> INPUT:
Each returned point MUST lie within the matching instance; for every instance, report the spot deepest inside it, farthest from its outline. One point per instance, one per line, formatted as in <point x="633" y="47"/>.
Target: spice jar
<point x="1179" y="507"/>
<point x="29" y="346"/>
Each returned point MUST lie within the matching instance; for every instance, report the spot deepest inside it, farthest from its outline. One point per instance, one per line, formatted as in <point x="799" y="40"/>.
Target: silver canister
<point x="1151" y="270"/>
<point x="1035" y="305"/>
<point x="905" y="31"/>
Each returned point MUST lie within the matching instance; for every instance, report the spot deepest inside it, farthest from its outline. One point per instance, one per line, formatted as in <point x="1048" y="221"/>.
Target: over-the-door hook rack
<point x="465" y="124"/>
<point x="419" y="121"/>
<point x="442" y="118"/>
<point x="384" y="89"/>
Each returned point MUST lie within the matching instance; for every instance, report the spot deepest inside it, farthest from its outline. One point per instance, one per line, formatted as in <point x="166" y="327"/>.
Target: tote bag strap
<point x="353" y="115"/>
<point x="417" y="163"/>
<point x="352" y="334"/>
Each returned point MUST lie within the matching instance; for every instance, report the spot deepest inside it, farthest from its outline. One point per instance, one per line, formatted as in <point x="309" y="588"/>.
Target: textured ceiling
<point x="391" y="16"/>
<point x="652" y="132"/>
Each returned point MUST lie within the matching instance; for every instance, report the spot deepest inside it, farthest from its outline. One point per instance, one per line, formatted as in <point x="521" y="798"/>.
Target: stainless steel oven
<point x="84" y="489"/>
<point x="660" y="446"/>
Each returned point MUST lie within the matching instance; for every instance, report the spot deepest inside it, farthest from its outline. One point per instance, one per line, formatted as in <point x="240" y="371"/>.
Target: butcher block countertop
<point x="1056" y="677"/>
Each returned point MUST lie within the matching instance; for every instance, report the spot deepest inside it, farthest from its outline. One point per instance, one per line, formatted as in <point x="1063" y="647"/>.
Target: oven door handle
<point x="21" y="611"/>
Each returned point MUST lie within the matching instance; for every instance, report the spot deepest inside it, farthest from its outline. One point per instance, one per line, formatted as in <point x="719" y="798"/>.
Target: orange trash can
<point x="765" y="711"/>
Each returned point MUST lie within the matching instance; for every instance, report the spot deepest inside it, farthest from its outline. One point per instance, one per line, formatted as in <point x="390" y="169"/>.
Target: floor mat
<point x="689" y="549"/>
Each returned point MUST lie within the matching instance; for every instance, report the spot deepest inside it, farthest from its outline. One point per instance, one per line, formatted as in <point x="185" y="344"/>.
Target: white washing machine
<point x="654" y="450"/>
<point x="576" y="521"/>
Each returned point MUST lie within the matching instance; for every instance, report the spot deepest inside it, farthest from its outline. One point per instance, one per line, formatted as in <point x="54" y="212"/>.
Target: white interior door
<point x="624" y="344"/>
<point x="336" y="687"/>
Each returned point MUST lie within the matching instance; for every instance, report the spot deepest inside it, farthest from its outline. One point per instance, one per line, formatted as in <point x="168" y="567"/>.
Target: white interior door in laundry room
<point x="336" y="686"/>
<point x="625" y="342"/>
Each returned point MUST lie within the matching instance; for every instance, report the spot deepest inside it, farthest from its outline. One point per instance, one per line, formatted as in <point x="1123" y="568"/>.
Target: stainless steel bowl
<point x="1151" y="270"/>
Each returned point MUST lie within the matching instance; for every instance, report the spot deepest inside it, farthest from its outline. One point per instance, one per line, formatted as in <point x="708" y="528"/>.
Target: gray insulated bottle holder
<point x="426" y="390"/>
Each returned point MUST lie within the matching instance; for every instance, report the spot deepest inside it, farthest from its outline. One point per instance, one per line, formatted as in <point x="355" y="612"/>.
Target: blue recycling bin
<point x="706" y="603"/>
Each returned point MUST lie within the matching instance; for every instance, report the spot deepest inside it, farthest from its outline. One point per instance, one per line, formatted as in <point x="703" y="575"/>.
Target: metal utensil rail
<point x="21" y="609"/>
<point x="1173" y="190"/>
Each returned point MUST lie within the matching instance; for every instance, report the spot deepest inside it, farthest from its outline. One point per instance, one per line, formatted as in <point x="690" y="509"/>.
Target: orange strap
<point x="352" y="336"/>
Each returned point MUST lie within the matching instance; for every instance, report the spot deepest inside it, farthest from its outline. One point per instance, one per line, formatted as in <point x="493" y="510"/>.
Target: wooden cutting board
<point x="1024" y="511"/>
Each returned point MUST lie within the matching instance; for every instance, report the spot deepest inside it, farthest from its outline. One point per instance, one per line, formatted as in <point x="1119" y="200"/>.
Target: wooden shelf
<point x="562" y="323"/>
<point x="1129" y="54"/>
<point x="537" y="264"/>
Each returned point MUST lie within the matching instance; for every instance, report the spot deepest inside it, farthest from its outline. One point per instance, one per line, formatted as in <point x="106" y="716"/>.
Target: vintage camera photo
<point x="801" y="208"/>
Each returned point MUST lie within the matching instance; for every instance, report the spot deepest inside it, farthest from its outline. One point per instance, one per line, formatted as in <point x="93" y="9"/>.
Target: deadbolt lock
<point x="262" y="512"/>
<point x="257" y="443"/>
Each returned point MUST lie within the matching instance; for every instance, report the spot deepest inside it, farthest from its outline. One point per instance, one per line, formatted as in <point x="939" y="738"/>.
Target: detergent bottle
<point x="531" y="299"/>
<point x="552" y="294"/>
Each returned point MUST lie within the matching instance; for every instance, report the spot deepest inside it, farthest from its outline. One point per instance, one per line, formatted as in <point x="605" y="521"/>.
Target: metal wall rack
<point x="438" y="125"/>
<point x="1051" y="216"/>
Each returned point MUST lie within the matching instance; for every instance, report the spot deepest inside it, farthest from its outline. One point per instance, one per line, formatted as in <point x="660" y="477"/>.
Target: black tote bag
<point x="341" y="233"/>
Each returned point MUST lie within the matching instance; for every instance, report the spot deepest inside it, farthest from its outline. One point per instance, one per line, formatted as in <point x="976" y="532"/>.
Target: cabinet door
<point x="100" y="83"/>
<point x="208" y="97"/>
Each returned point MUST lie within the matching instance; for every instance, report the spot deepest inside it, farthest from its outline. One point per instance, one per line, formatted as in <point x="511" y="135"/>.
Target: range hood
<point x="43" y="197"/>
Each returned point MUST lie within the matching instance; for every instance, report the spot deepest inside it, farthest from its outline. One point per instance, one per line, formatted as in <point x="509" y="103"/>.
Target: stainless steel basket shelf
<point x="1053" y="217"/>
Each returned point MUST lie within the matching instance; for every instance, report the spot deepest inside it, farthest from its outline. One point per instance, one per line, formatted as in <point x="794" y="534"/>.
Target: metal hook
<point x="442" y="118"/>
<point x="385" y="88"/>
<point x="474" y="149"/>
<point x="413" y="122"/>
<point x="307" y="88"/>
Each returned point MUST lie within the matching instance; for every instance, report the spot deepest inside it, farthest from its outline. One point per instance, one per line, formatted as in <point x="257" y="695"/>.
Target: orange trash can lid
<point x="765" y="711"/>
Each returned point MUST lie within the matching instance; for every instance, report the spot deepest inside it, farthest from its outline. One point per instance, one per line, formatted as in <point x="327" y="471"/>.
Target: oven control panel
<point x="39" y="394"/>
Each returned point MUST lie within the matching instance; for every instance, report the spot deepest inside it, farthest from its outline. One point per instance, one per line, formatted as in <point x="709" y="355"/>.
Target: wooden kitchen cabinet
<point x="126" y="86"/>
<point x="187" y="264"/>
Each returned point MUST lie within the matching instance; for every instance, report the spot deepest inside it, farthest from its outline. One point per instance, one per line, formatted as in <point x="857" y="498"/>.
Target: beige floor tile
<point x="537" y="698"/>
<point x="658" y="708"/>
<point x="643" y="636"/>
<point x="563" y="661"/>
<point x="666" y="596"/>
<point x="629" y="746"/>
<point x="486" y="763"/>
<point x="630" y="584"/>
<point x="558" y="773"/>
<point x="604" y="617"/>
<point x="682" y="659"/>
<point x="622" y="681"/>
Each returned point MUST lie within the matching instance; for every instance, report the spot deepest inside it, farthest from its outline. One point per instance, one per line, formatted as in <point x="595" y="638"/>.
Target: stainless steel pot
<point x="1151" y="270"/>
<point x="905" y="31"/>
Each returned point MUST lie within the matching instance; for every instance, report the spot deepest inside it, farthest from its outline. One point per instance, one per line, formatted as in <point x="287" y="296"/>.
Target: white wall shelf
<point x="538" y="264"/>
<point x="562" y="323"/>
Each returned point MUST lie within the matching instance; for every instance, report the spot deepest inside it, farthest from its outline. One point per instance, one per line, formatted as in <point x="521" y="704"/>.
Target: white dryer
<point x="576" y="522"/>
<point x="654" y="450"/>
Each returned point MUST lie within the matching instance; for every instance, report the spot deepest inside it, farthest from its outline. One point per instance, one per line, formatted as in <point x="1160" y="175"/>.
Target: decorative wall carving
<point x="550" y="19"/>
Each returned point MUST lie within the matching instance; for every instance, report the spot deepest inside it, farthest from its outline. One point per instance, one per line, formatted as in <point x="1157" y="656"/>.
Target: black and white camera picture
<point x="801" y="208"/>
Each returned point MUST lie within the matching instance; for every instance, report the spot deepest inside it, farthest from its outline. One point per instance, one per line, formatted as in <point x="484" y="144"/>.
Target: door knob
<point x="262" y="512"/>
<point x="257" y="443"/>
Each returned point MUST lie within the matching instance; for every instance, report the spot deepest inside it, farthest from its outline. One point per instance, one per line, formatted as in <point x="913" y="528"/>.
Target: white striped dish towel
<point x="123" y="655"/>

> WHAT YOU ARE ASKED TO DO: Report every line above that contains the word "door", copying each one in full. Matching is case-sensitive.

> OUTPUT OF THE TASK:
Target: over-the-door hook rack
Target: oven door handle
Target: white interior door
Target: white interior door in laundry room
Target: cabinet door
Target: door knob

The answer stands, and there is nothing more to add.